[Dataset entries]
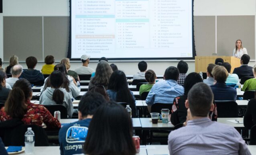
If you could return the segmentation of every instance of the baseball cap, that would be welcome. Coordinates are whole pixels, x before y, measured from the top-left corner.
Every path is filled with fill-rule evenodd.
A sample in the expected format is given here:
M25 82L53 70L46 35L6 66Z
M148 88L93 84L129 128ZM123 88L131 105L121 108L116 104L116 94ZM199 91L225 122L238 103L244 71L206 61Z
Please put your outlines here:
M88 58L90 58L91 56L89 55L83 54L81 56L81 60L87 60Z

--

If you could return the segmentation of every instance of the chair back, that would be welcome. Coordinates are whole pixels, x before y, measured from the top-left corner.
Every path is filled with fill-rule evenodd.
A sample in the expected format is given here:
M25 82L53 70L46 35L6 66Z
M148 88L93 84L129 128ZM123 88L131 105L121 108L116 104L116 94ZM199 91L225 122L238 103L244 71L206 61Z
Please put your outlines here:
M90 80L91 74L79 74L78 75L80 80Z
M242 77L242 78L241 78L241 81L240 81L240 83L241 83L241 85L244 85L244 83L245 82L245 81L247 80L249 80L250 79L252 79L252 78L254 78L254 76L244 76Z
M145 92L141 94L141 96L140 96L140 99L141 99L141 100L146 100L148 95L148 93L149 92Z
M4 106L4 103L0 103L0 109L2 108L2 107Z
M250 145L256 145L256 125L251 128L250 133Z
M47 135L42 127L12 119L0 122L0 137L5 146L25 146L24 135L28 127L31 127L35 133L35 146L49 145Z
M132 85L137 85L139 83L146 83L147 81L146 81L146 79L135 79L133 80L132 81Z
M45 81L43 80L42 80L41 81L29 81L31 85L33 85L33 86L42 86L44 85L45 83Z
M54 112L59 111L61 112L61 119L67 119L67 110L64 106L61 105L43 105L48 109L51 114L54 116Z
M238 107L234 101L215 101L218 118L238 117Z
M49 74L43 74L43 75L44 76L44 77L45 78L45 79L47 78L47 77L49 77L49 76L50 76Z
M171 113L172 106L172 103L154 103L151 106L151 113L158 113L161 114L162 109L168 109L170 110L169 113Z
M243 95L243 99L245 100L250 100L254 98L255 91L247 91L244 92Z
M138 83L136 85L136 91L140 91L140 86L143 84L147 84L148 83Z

* * *

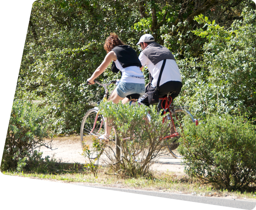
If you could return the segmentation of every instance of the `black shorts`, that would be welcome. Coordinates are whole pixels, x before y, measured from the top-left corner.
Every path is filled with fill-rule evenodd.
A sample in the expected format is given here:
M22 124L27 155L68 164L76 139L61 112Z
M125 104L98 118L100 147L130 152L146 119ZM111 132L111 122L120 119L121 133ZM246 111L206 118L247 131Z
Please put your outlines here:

**WHAT YOU HAVE TO DO:**
Write out the lines of the records from the line with "of the baseball" up to and including the line with "M88 58L90 58L91", character for character.

**THE SOLUTION:**
If you could return the segmentation of every instance of the baseball cap, that would be welcome. Coordinates are whole pixels, x before y, measured from the top-left corner.
Every path is filled with fill-rule evenodd.
A sample in the expected format is given here:
M25 82L53 70L46 35L6 66Z
M148 88L93 84L129 128ZM123 88L131 105L121 108L116 104L116 94ZM199 91L225 122L238 103L244 71L206 61Z
Please put your outlines here:
M88 58L90 58L91 56L89 55L83 54L81 56L81 60L87 60Z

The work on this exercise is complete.